_EXERCISE DIRECTIONS_: Reproduce all entries precisely as they are written.

_RECORDS TO PROCESS_:

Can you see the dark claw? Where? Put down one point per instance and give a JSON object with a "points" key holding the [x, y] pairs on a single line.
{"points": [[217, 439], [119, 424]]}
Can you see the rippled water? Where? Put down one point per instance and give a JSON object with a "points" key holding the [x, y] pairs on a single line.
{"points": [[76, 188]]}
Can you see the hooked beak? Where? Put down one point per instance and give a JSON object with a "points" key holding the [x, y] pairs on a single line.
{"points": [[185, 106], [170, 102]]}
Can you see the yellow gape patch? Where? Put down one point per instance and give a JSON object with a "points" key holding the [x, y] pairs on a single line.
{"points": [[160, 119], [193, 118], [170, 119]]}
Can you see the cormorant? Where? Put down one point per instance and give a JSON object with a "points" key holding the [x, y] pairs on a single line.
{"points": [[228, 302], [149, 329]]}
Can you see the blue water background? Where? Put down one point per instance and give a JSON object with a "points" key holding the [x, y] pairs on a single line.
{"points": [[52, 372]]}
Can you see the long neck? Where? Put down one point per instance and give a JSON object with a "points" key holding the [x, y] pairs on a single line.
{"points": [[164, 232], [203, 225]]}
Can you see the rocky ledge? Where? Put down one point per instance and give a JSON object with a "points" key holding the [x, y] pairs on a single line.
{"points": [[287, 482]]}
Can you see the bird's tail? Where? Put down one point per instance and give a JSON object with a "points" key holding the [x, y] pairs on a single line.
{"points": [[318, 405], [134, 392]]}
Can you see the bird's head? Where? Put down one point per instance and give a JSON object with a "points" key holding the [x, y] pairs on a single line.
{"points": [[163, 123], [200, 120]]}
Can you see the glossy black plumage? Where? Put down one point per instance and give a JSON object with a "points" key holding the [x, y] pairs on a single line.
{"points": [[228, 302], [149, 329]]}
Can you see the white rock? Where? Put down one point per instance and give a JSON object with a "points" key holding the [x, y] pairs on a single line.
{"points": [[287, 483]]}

_ANSWER SPACE_:
Can you see the dark claw? Where? Put down one point per instance and give a JSON object with a "points" key holding the [x, y] pairs on a single line.
{"points": [[217, 439], [119, 424]]}
Can you see the rippled water? Where? Put down one point per instance and give a JSON object with a "points" key holding the [x, y] pairs on a single line.
{"points": [[76, 188]]}
Can you see the hooked beak? Where? Put down one point per instance and give a JSON object with a "points" key holding the [x, y] pairs on a single line.
{"points": [[185, 106], [170, 102]]}
Can you see the yellow gape patch? Where? Put down one point per instance and give a JSON object with a "points" key holding the [x, y] pairs on a single line.
{"points": [[160, 119], [193, 118], [170, 119]]}
Can you see the cormorant? Where? Put down one point per instance and give a JSON object with a "points" key holding the [x, y] pairs on a single line.
{"points": [[228, 302], [149, 329]]}
Can you see the blue water background? Where? Put down one point per instance and give a JSON object with a "points" key holding the [x, y] pairs on a single line.
{"points": [[52, 372]]}
Can you see the long neck? Where? Put down one point per instance and give a JSON object with a "points" key holding the [x, y] pairs on a single line.
{"points": [[164, 232], [203, 225]]}
Can you see the rocky ledge? Where? Put down one point per instance and give a JSON object with a "points" key holding the [x, y] pairs on a single line.
{"points": [[287, 482]]}
Can you see the bird's tail? Where? Put down one point per instance and give a JSON object with a "points" key holding the [x, y] pairs on a single line.
{"points": [[318, 405], [134, 392]]}
Can you see the bird's head? Where? Put down one point per instance and give a JSON object with a "points" key holding the [x, y] pairs on a single line.
{"points": [[163, 123], [200, 120]]}
Can you see the glossy black plumage? Where? Put down one point per instance and give a JSON object with a "points" key holding the [x, y] pairs on a single line.
{"points": [[228, 302], [149, 329]]}
Can you see the white rock? Where? Put down one point per instance and give a JSON object with a "points" key holding the [x, y] pairs on a single line.
{"points": [[287, 483]]}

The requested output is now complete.